Change "Express" to "Give" in the listing from the line with "Find the updo" to the line with "[(143, 395), (290, 482)]", leaving everything else unchanged, and give those lines again.

○ ○ ○

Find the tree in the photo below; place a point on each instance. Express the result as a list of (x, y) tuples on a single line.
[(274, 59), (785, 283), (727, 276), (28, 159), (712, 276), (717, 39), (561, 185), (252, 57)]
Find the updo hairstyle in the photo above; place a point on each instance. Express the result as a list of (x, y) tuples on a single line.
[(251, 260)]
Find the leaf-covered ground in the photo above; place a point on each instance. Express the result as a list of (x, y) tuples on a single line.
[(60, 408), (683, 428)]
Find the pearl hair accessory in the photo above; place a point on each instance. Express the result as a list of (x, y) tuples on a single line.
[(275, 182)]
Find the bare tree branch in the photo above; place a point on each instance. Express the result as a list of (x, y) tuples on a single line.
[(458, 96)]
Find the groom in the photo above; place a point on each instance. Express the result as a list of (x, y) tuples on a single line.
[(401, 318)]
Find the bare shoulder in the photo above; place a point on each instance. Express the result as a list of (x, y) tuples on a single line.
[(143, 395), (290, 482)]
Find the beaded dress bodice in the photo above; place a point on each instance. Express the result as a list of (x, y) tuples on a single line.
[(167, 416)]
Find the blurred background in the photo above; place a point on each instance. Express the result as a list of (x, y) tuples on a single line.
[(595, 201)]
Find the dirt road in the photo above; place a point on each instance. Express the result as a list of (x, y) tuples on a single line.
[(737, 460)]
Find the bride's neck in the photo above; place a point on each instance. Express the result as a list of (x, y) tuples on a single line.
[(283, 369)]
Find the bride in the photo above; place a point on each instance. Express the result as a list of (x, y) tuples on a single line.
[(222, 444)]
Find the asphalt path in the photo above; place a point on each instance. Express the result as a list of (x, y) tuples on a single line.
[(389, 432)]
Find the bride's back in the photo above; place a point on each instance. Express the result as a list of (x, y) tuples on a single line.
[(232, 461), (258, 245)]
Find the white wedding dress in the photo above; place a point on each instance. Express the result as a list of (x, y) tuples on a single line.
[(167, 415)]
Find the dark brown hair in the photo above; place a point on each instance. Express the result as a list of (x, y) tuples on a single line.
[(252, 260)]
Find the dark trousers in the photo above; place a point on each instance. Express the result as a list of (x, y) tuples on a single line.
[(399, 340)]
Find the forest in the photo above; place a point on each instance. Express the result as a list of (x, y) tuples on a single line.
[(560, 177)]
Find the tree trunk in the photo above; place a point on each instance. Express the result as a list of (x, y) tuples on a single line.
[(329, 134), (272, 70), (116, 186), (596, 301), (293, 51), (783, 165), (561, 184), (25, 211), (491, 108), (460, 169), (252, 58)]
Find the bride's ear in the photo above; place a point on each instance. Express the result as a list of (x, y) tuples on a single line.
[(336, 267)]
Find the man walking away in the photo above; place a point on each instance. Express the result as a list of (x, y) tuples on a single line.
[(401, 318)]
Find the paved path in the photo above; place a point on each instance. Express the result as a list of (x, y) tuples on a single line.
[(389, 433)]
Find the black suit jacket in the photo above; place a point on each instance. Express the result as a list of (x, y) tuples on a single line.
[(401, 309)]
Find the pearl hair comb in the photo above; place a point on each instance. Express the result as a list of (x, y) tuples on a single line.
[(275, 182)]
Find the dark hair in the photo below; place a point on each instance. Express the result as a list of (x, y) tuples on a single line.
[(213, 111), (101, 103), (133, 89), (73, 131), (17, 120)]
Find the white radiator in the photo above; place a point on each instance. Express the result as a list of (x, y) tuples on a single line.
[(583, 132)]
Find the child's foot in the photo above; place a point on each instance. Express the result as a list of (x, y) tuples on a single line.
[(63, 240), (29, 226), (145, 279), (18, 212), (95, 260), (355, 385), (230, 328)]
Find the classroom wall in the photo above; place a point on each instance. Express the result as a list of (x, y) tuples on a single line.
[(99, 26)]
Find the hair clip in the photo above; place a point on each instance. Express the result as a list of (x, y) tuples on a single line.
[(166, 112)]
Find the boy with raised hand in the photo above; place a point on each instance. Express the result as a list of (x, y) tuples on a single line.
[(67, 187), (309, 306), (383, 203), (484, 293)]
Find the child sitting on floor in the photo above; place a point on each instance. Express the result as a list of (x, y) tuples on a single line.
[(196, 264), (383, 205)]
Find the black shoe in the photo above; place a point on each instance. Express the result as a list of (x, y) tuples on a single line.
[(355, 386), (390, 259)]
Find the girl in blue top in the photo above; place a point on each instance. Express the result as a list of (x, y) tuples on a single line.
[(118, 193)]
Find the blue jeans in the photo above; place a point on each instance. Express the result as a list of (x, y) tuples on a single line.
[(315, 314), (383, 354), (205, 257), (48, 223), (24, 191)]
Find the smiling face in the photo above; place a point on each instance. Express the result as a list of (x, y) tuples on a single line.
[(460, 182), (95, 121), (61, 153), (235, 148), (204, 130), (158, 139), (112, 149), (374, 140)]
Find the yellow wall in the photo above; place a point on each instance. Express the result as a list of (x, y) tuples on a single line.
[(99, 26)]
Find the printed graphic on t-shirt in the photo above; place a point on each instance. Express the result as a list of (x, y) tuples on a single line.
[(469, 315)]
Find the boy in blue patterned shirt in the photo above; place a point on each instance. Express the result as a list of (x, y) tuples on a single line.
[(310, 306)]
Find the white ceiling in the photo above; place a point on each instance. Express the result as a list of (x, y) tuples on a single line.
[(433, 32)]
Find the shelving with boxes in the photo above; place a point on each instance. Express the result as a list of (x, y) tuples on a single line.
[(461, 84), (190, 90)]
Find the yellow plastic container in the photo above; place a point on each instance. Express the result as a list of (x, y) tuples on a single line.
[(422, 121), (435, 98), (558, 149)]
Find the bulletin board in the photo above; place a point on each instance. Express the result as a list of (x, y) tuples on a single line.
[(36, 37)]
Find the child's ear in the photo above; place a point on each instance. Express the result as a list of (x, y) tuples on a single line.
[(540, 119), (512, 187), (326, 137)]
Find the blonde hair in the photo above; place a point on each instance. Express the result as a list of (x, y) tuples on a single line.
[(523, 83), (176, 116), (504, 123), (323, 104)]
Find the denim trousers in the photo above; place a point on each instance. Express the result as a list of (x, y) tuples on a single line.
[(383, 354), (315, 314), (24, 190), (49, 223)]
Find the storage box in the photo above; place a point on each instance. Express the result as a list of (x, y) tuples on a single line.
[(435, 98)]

○ ○ ○

__Task response__
Find the updo hairstyle in the photo above; place a point on each instance. Give the result as a list of (x, y) tuples on a single line.
[(251, 260)]
Find the leaf-covered ground in the photo above; place a point on each instance. Give the result as a list of (x, y) tuples on a single line.
[(60, 408), (683, 428)]
Find the pearl hair accessory in the photo above; place a point on each instance. Give the result as a list of (x, y) tuples on a single line.
[(275, 182)]
Find the bare tree branch in the photo above; place a point on each instance. Give the result as a list of (x, y) tuples on a single line.
[(458, 96)]
Find the groom in the photo above; place a point on each instance. Give the result as a list of (x, y) tuples on a single line.
[(401, 318)]
Find the bare shoulder in the photo above; place a point on each instance. Give the result as a list of (x, y) tuples on a single line.
[(143, 395), (290, 482)]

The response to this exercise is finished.